[Data extracted from a collection]
"""
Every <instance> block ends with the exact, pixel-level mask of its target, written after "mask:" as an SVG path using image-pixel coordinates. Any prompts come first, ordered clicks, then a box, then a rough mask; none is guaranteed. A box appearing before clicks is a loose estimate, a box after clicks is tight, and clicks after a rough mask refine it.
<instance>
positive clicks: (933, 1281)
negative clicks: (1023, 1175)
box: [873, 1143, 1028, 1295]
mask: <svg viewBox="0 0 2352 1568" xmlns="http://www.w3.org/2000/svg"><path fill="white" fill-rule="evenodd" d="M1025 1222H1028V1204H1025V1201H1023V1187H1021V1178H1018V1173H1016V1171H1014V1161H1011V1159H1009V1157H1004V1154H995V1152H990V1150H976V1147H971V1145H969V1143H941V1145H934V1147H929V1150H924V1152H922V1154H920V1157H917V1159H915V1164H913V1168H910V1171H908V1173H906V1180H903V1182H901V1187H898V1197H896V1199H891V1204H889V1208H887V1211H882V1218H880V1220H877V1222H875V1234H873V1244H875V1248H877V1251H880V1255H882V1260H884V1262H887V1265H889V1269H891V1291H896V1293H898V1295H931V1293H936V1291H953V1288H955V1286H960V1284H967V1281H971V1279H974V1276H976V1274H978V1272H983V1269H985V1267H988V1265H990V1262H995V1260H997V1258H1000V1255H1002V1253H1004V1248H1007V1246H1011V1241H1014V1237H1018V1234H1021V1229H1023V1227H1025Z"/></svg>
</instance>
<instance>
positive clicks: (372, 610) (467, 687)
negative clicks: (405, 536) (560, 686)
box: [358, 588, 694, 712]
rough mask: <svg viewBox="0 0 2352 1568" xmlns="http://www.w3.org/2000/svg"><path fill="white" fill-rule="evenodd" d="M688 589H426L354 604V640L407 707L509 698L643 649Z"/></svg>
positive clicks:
"""
What you should do – Would you transcribe every entry exactly, leaving nothing out?

Task result –
Every <instance> block ends with the exact, pixel-level mask of its target, written after "mask:" as an SVG path using image-pixel coordinates. Any prompts come first, ordered clicks, then a box, then a rough mask; none is guaranteed. A box appearing before clicks is a loose estimate, a box after clicks is tight, and clicks after a rough mask refine it.
<instance>
positive clicks: (933, 1281)
negative clicks: (1023, 1175)
box: [873, 1143, 1028, 1295]
mask: <svg viewBox="0 0 2352 1568" xmlns="http://www.w3.org/2000/svg"><path fill="white" fill-rule="evenodd" d="M1025 1222H1028V1204H1025V1201H1023V1187H1021V1178H1018V1173H1016V1171H1014V1161H1011V1159H1009V1157H1004V1154H995V1152H990V1150H976V1147H971V1145H969V1143H941V1145H934V1147H929V1150H924V1152H922V1154H920V1157H917V1159H915V1164H913V1168H910V1171H908V1173H906V1180H903V1182H901V1187H898V1197H896V1199H891V1204H889V1208H887V1211H882V1218H880V1220H877V1222H875V1234H873V1244H875V1248H877V1251H880V1255H882V1260H884V1262H887V1265H889V1269H891V1291H896V1293H898V1295H931V1293H936V1291H953V1288H955V1286H960V1284H967V1281H971V1279H974V1276H976V1274H978V1272H983V1269H985V1267H988V1265H990V1262H995V1260H997V1258H1000V1255H1002V1253H1004V1248H1007V1246H1011V1241H1014V1237H1018V1234H1021V1229H1023V1227H1025Z"/></svg>
</instance>
<instance>
positive clicks: (372, 610) (467, 687)
negative clicks: (405, 536) (560, 686)
box: [358, 588, 694, 712]
rough mask: <svg viewBox="0 0 2352 1568" xmlns="http://www.w3.org/2000/svg"><path fill="white" fill-rule="evenodd" d="M688 589H426L354 604V640L407 707L509 698L643 649Z"/></svg>
positive clicks:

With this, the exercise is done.